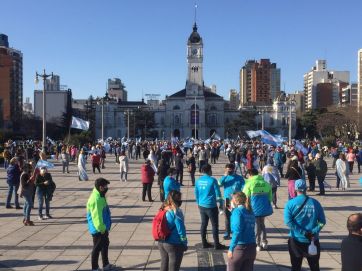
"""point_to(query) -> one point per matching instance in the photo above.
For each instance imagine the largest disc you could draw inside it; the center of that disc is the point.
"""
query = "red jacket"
(147, 174)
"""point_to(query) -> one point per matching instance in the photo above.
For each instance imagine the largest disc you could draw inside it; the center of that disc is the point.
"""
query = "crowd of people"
(250, 182)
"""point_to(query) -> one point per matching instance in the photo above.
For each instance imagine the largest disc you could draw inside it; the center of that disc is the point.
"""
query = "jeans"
(41, 197)
(213, 215)
(299, 250)
(243, 258)
(12, 189)
(28, 204)
(100, 245)
(260, 229)
(147, 188)
(171, 256)
(321, 184)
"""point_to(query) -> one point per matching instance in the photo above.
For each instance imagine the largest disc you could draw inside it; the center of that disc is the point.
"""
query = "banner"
(78, 123)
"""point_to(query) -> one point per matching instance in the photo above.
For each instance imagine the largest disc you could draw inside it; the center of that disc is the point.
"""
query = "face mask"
(178, 203)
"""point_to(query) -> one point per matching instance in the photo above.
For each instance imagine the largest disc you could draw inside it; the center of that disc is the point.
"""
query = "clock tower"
(195, 81)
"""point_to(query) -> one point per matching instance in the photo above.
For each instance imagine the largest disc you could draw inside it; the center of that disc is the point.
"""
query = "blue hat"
(300, 185)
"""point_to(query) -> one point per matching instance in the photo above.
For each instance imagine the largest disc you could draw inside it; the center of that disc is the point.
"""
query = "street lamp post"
(44, 76)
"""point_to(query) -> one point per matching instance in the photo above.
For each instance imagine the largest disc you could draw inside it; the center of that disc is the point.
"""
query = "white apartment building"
(320, 74)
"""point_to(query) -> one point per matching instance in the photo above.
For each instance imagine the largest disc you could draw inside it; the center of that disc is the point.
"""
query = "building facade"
(11, 84)
(259, 82)
(320, 82)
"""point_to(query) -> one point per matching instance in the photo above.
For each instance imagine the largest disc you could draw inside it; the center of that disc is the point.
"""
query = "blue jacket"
(231, 183)
(310, 219)
(170, 184)
(13, 175)
(176, 223)
(242, 227)
(260, 194)
(207, 192)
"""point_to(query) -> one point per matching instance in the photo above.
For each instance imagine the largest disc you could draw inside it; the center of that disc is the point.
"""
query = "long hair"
(241, 199)
(170, 200)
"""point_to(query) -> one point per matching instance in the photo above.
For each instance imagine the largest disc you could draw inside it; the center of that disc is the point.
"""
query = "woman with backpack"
(172, 248)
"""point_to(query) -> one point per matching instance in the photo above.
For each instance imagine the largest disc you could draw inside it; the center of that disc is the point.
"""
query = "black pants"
(171, 256)
(298, 250)
(213, 215)
(96, 167)
(147, 187)
(100, 244)
(179, 175)
(243, 258)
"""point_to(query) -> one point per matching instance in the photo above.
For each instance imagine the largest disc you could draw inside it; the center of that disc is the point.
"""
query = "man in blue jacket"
(232, 183)
(305, 218)
(207, 194)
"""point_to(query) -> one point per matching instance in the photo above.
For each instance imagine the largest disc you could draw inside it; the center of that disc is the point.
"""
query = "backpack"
(160, 230)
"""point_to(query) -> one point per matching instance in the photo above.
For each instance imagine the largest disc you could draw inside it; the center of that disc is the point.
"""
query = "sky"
(143, 42)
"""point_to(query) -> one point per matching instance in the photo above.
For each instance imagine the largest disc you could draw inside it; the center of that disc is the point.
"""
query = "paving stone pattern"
(63, 243)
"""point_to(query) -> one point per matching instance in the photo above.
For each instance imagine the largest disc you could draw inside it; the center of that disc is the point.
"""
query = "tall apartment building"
(11, 84)
(323, 87)
(259, 82)
(116, 89)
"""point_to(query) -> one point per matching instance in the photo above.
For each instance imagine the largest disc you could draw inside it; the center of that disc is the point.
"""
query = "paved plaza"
(63, 243)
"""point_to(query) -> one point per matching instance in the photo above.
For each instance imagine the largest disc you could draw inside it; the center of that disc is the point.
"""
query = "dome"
(195, 37)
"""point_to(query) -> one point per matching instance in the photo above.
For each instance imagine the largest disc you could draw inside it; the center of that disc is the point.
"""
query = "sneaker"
(264, 244)
(109, 267)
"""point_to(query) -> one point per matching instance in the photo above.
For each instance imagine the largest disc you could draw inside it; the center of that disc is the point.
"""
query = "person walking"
(305, 218)
(259, 193)
(13, 180)
(123, 166)
(242, 249)
(352, 245)
(99, 223)
(45, 187)
(170, 183)
(207, 194)
(173, 247)
(342, 172)
(232, 183)
(147, 177)
(321, 172)
(26, 191)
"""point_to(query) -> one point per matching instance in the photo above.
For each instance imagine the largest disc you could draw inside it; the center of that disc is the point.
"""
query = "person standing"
(13, 180)
(321, 172)
(27, 191)
(99, 223)
(305, 218)
(147, 177)
(352, 245)
(172, 249)
(259, 193)
(232, 183)
(123, 166)
(242, 249)
(207, 194)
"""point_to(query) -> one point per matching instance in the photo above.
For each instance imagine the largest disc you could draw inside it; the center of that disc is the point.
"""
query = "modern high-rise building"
(116, 89)
(259, 82)
(323, 87)
(11, 84)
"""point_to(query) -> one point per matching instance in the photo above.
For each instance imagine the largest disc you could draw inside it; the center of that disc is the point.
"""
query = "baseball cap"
(300, 185)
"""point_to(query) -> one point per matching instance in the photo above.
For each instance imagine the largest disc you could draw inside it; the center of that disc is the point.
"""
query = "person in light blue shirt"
(207, 194)
(170, 183)
(232, 183)
(242, 249)
(172, 249)
(305, 218)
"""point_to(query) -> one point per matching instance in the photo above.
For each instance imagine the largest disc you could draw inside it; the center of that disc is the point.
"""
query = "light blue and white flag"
(78, 123)
(43, 163)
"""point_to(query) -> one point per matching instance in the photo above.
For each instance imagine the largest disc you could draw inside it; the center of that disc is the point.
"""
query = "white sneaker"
(264, 244)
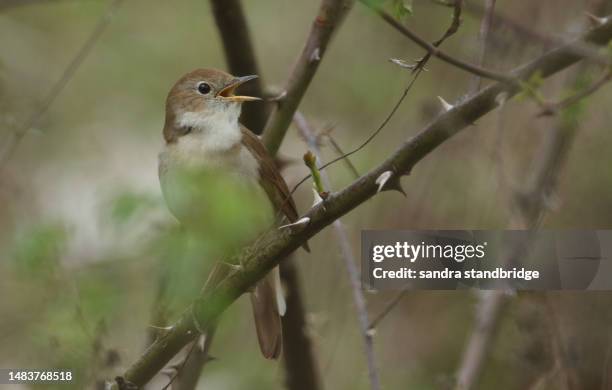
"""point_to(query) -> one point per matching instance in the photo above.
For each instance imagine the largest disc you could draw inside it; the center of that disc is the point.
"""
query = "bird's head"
(202, 97)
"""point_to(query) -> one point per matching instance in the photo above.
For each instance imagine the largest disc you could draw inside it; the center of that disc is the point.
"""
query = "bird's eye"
(203, 88)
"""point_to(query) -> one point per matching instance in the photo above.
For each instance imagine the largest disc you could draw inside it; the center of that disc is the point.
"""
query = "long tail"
(268, 306)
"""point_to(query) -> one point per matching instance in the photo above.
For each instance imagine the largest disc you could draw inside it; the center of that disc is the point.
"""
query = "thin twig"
(434, 51)
(15, 137)
(553, 108)
(487, 318)
(329, 17)
(528, 216)
(582, 49)
(450, 31)
(485, 27)
(336, 146)
(347, 255)
(240, 57)
(258, 259)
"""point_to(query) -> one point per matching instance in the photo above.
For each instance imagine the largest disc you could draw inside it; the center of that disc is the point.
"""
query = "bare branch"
(15, 137)
(434, 51)
(301, 369)
(487, 318)
(553, 108)
(582, 49)
(258, 259)
(240, 57)
(485, 27)
(451, 30)
(532, 202)
(349, 260)
(330, 16)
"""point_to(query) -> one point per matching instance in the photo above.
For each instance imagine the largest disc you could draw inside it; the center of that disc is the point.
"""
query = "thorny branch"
(436, 52)
(349, 259)
(240, 57)
(329, 17)
(10, 145)
(258, 259)
(532, 207)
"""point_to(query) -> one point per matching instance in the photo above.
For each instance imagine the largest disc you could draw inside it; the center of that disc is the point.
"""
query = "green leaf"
(37, 251)
(401, 8)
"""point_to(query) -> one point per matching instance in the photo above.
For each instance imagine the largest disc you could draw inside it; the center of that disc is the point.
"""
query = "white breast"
(215, 149)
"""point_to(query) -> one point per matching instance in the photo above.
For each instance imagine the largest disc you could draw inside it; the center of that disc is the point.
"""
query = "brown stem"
(301, 368)
(276, 244)
(240, 57)
(328, 19)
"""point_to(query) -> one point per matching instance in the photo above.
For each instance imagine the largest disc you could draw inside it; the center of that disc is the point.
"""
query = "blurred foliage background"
(85, 234)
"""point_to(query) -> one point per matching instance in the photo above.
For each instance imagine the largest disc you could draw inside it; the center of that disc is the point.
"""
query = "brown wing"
(271, 179)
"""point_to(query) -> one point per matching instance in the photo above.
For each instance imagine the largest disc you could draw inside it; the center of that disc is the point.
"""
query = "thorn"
(317, 197)
(596, 20)
(396, 185)
(316, 55)
(445, 105)
(202, 342)
(233, 267)
(382, 179)
(402, 64)
(164, 328)
(279, 97)
(302, 221)
(123, 384)
(501, 98)
(196, 322)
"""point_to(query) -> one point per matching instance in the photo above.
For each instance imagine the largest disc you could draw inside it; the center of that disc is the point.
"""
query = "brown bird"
(211, 162)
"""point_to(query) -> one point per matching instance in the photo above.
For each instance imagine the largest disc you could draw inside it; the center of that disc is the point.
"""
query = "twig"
(240, 57)
(340, 151)
(371, 136)
(301, 368)
(479, 344)
(387, 309)
(451, 30)
(434, 51)
(529, 215)
(582, 49)
(329, 17)
(348, 257)
(15, 137)
(485, 27)
(274, 245)
(553, 108)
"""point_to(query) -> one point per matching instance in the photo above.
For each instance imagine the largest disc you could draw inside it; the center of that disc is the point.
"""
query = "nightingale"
(210, 160)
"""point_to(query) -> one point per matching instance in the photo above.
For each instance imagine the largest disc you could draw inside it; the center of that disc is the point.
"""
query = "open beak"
(227, 93)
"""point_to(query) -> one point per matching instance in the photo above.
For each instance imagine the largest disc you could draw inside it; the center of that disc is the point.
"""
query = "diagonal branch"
(349, 260)
(240, 57)
(258, 259)
(330, 16)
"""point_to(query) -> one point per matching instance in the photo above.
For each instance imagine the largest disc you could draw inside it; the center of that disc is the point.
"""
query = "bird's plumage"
(202, 133)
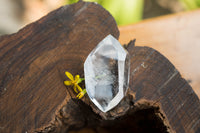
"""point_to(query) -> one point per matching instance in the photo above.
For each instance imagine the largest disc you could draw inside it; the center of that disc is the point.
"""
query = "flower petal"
(68, 83)
(76, 78)
(80, 95)
(69, 75)
(79, 88)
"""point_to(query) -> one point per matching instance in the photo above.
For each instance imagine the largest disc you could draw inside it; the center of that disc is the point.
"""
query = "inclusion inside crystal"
(107, 73)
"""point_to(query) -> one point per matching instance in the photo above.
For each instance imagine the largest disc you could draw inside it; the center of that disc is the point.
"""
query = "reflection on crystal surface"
(107, 73)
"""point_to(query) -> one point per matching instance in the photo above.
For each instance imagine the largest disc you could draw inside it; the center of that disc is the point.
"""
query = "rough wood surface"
(33, 62)
(176, 36)
(34, 98)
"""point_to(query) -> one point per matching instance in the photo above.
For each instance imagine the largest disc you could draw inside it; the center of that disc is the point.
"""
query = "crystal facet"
(107, 73)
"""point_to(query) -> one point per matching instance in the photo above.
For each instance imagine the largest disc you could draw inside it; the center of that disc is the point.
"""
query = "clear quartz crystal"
(107, 73)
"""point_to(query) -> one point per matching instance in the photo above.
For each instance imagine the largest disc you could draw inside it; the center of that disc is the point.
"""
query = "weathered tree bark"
(33, 97)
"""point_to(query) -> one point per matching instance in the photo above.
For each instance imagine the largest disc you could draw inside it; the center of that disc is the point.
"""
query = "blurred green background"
(131, 11)
(15, 14)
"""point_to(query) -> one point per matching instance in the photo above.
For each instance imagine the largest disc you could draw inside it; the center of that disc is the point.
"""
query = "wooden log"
(33, 97)
(176, 36)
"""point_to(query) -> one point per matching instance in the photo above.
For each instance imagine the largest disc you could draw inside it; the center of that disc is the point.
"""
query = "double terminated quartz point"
(107, 73)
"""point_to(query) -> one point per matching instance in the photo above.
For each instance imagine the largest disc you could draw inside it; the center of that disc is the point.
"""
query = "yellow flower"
(74, 82)
(81, 94)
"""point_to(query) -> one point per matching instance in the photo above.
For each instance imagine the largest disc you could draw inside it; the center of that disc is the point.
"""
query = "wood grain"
(33, 97)
(33, 62)
(176, 36)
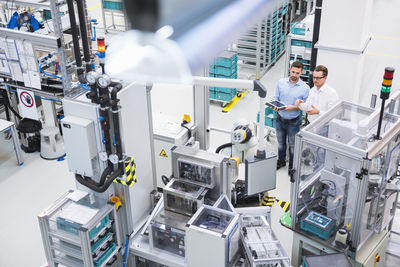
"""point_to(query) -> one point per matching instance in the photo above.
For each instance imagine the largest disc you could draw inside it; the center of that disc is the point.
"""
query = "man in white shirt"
(321, 98)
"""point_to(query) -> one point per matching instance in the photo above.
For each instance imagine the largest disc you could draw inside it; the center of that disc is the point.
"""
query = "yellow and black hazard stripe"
(130, 173)
(268, 201)
(284, 205)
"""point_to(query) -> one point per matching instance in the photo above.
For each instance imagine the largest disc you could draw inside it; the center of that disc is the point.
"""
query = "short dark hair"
(323, 69)
(297, 64)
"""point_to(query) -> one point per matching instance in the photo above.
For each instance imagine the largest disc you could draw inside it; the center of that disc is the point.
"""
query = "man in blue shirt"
(288, 90)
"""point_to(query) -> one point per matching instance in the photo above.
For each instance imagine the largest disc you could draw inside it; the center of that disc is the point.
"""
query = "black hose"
(165, 179)
(75, 36)
(94, 94)
(114, 108)
(102, 188)
(84, 34)
(11, 108)
(222, 147)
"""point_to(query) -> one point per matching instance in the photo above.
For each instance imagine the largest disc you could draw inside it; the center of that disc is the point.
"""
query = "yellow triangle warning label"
(163, 154)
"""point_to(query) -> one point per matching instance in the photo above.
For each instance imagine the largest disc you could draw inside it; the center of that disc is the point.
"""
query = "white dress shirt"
(323, 99)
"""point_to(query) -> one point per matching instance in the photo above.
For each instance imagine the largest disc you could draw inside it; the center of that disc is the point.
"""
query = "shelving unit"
(262, 45)
(79, 232)
(300, 46)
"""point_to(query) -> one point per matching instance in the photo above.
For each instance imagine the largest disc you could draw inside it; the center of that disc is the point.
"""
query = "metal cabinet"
(80, 229)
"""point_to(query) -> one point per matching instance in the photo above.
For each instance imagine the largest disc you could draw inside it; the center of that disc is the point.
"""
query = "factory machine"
(346, 184)
(113, 209)
(115, 217)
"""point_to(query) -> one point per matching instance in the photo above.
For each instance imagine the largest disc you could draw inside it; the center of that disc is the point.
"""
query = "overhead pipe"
(317, 26)
(75, 40)
(84, 34)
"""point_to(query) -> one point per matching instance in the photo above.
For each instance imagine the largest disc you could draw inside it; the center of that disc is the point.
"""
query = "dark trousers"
(286, 129)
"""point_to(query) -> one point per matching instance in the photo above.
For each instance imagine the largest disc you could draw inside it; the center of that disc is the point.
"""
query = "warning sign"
(26, 99)
(163, 153)
(27, 104)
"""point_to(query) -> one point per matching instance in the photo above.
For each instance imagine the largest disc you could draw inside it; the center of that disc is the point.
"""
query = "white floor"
(27, 190)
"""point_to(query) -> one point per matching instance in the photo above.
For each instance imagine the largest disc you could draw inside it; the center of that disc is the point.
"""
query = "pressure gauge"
(91, 77)
(104, 81)
(113, 158)
(103, 156)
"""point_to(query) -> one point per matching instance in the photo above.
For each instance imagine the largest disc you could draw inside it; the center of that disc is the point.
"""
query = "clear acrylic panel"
(353, 125)
(327, 190)
(213, 220)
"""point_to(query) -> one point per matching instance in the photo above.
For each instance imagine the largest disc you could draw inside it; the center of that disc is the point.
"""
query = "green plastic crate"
(112, 5)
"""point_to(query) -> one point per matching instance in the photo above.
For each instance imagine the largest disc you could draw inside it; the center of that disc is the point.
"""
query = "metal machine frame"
(358, 242)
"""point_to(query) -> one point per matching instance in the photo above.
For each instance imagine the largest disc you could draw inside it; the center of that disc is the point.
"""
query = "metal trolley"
(344, 188)
(80, 232)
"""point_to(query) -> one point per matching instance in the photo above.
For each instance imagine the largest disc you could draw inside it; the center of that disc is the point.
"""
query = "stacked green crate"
(272, 44)
(276, 34)
(224, 66)
(301, 44)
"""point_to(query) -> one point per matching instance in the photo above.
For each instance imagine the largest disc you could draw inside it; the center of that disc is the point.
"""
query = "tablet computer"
(276, 104)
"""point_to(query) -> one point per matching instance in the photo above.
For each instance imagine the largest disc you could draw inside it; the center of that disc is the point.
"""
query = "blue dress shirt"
(288, 93)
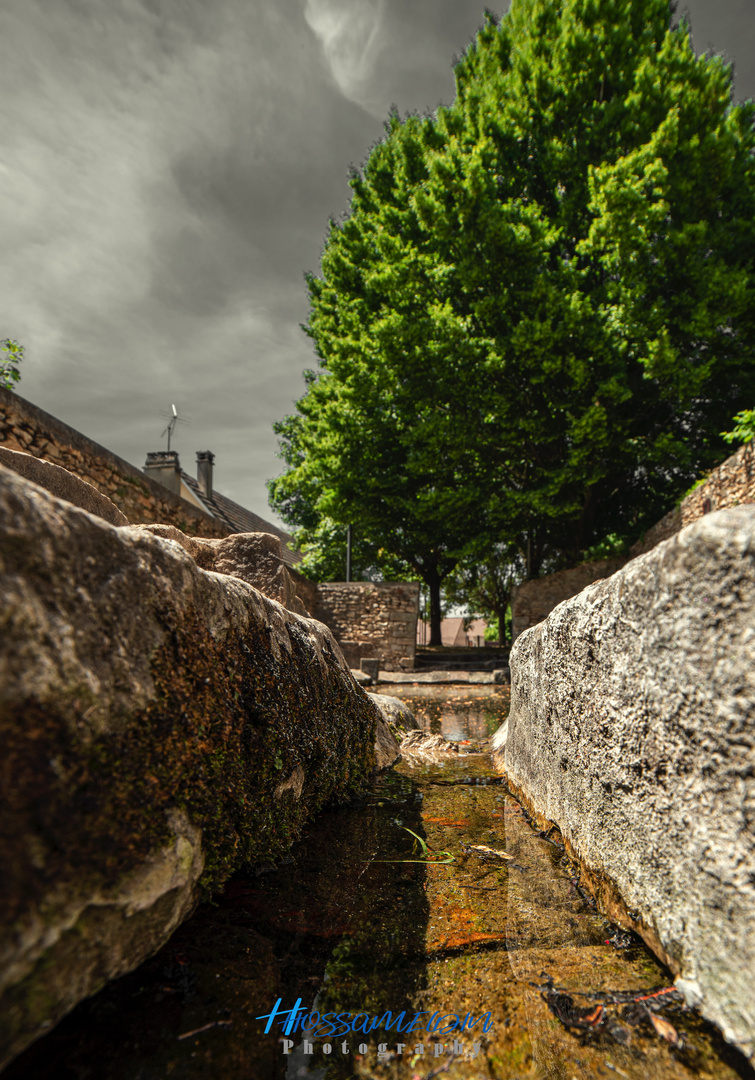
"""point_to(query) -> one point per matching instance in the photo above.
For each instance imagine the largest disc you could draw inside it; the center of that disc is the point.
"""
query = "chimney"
(204, 472)
(164, 467)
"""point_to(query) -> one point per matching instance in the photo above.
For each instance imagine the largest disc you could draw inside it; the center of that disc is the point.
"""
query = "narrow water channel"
(431, 896)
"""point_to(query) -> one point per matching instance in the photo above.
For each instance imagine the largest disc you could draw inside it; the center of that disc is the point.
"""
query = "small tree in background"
(483, 583)
(744, 428)
(11, 355)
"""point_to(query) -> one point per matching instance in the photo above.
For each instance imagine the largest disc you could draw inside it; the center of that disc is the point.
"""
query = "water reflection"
(455, 712)
(356, 920)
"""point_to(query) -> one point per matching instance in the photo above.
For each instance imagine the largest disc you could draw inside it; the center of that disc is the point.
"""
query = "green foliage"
(610, 547)
(493, 632)
(9, 363)
(540, 309)
(744, 428)
(482, 582)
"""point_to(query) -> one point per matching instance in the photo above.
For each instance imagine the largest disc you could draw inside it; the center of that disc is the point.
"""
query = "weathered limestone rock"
(632, 727)
(161, 725)
(396, 714)
(395, 718)
(252, 556)
(418, 747)
(64, 484)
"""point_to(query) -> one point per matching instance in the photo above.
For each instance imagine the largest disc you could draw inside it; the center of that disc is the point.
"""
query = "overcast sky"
(167, 169)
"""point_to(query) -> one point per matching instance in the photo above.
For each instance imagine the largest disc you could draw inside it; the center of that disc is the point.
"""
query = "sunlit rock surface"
(161, 725)
(632, 727)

Your task: Locate every line of the listing above that contains the string "water", and copy each of those lines.

Response to the task:
query = "narrow water channel"
query = "water reflection"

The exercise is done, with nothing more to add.